* [Record list]:

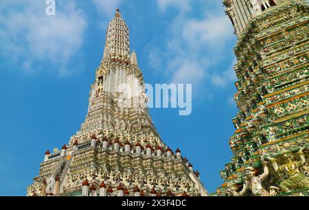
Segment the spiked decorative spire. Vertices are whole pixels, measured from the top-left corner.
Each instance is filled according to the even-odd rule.
[[[115,18],[111,21],[107,28],[104,59],[122,59],[130,58],[129,32],[126,23],[122,19],[117,9]]]

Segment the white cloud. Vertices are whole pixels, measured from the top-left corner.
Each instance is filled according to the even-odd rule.
[[[181,12],[191,10],[190,0],[157,0],[157,3],[160,10],[163,12],[169,7],[177,8]]]
[[[220,50],[231,37],[231,23],[225,16],[187,19],[184,23],[182,36],[192,47],[211,45],[212,49]]]
[[[231,68],[223,73],[219,73],[222,69],[216,68],[229,55],[227,45],[234,38],[233,26],[225,15],[222,3],[199,1],[196,4],[196,1],[190,0],[157,2],[163,11],[173,7],[187,12],[180,12],[168,24],[166,33],[169,35],[165,36],[165,45],[158,49],[156,47],[152,49],[155,50],[149,51],[150,65],[154,69],[163,69],[171,82],[192,83],[194,89],[203,89],[204,93],[209,85],[223,86],[227,81],[233,80],[235,73],[231,71]],[[204,16],[192,14],[190,8],[193,6],[205,8]],[[157,58],[164,59],[159,62]]]
[[[203,68],[198,63],[185,61],[174,73],[172,82],[173,83],[199,84],[205,75]]]
[[[50,64],[60,76],[73,73],[67,64],[83,43],[84,14],[72,1],[56,1],[56,16],[47,16],[45,1],[13,1],[0,8],[0,56],[25,71]]]
[[[237,107],[233,96],[231,96],[230,97],[229,97],[229,99],[227,100],[227,104],[232,107]]]
[[[122,0],[92,0],[97,10],[110,16],[116,11]]]

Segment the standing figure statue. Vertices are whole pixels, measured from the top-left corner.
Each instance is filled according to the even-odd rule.
[[[271,7],[269,0],[261,0],[261,1],[265,9]]]
[[[238,187],[233,183],[228,183],[227,184],[227,195],[228,196],[243,196],[244,194],[246,193],[247,188],[244,187],[242,187],[242,189],[240,191],[238,191]]]
[[[244,189],[250,189],[255,196],[273,196],[273,194],[267,191],[262,185],[262,182],[264,180],[269,174],[267,163],[264,160],[262,160],[262,164],[263,165],[264,172],[260,176],[255,175],[255,170],[252,167],[248,167],[244,170],[245,176],[244,178],[245,181],[244,183]]]
[[[288,178],[280,183],[280,188],[284,192],[290,191],[293,189],[301,189],[309,187],[309,178],[305,174],[301,174],[299,167],[306,165],[306,157],[303,152],[304,148],[301,148],[298,154],[300,161],[293,161],[293,155],[290,152],[288,152],[282,155],[282,159],[284,161],[284,165],[278,167],[275,159],[270,158],[273,163],[275,171],[284,173]]]
[[[99,97],[103,92],[103,84],[102,81],[99,82],[98,87],[95,89],[95,96]]]

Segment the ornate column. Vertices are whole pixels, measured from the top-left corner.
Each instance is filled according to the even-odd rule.
[[[42,190],[41,191],[41,196],[45,196],[46,194],[46,179],[44,178],[43,181],[43,185],[42,186]]]
[[[124,196],[124,187],[122,184],[119,184],[118,187],[117,187],[117,196],[122,197]]]
[[[100,196],[106,196],[106,185],[104,181],[102,181],[102,183],[100,185]]]
[[[88,180],[86,179],[83,183],[82,183],[82,196],[89,196],[89,183],[88,183]]]
[[[133,189],[134,196],[135,197],[139,197],[139,192],[141,191],[139,190],[139,187],[135,186],[135,187]]]
[[[50,154],[49,150],[46,151],[45,156],[44,156],[44,161],[48,161],[48,155]]]

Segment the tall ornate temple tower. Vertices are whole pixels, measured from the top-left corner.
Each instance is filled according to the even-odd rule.
[[[223,0],[238,36],[234,156],[214,196],[308,195],[308,5]]]
[[[119,10],[108,25],[85,121],[67,145],[47,150],[28,196],[207,196],[199,174],[161,139]]]

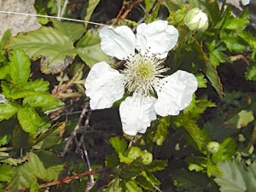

* [The task]:
Update the listing from the line containing "Segment the tall" through the end of the listing, replacing "temple tower" with "pagoda" and keeping everything else unchanged. Omit the pictures from the output.

* [Worked solution]:
Segment the tall ornate pagoda. Vertices are whole pixels, measured from the top-left corner.
Each instance is filled according to the even-odd rule.
[[[223,0],[238,36],[234,156],[214,196],[308,195],[308,5]]]
[[[119,10],[108,25],[85,121],[67,145],[47,150],[28,196],[207,196],[199,174],[161,139]]]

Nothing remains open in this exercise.